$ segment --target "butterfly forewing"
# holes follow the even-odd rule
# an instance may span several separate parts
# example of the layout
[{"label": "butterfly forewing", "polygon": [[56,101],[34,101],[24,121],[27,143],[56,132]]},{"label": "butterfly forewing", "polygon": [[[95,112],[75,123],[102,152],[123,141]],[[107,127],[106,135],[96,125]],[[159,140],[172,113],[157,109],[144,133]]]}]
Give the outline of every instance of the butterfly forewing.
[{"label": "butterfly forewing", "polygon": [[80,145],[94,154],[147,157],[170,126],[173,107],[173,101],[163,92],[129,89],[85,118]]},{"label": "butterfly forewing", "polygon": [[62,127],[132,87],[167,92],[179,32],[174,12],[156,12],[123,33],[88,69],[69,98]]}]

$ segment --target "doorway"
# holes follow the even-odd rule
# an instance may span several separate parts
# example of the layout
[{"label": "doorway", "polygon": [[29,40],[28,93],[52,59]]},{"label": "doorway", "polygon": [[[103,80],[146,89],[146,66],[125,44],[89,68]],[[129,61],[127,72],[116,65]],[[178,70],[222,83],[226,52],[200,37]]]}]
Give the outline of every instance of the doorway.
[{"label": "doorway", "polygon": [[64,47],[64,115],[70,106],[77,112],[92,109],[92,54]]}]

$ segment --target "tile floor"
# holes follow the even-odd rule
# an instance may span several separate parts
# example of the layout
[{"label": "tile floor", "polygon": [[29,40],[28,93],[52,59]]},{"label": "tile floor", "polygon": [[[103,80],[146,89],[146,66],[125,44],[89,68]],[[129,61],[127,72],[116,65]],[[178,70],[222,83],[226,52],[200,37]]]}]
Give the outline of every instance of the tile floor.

Task description -
Copy the lines word for word, from the very first line up to and including the line that contains "Give the outline of every instance of the butterfly".

Answer to this task -
$ segment --target "butterfly forewing"
# holes follow the even-odd rule
# an instance may span several separate parts
# example of the layout
[{"label": "butterfly forewing", "polygon": [[56,101],[34,101],[24,121],[27,143],[56,132]]},{"label": "butterfly forewing", "polygon": [[[95,112],[75,123],[102,152],[123,141]],[[107,127],[106,135],[96,125]],[[159,140],[172,113],[157,109],[144,133]]]}]
Give the outline of every instance of the butterfly forewing.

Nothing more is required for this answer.